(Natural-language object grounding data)

◆ ◆ ◆

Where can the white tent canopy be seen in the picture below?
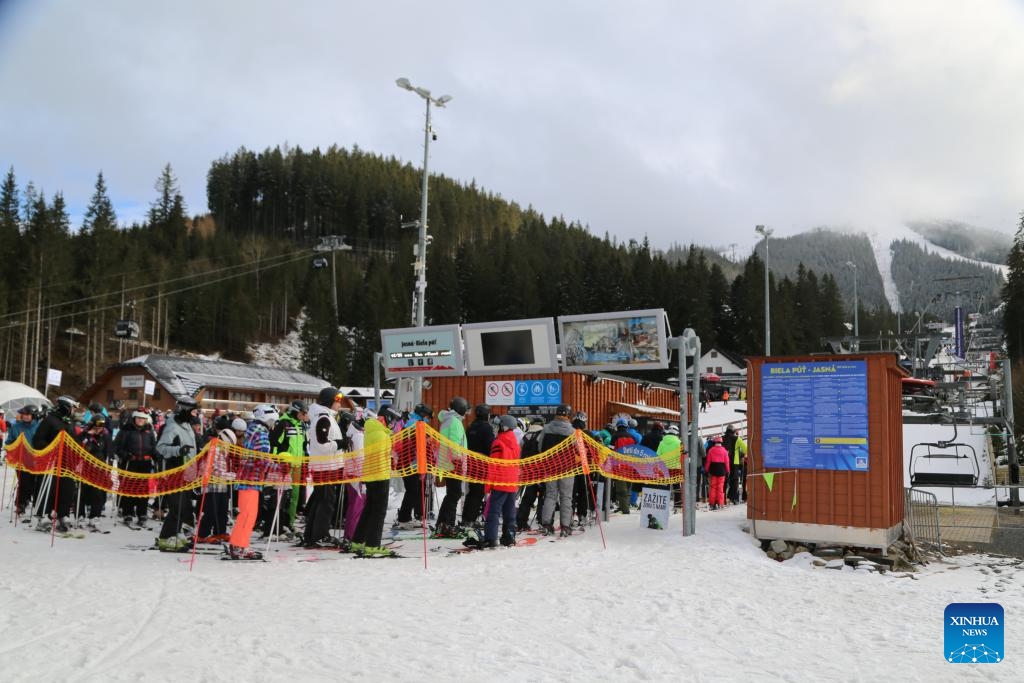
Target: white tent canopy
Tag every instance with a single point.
(14, 394)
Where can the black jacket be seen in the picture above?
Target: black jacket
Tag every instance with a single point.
(134, 443)
(51, 425)
(479, 436)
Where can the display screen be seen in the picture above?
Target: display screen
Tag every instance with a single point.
(508, 348)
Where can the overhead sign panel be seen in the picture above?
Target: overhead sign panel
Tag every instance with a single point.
(510, 347)
(431, 351)
(523, 392)
(625, 340)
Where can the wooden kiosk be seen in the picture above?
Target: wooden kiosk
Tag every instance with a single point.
(825, 449)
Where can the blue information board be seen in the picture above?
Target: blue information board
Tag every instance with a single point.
(538, 392)
(814, 415)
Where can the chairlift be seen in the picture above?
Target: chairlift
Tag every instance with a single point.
(943, 464)
(126, 330)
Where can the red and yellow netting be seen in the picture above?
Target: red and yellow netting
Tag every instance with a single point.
(417, 450)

◆ ◆ ◆

Look over the entries above. Copy every line that contains the word "yellow".

*Expected output*
Where can the red and yellow netting be seen in the picture above?
Target: red and yellow netting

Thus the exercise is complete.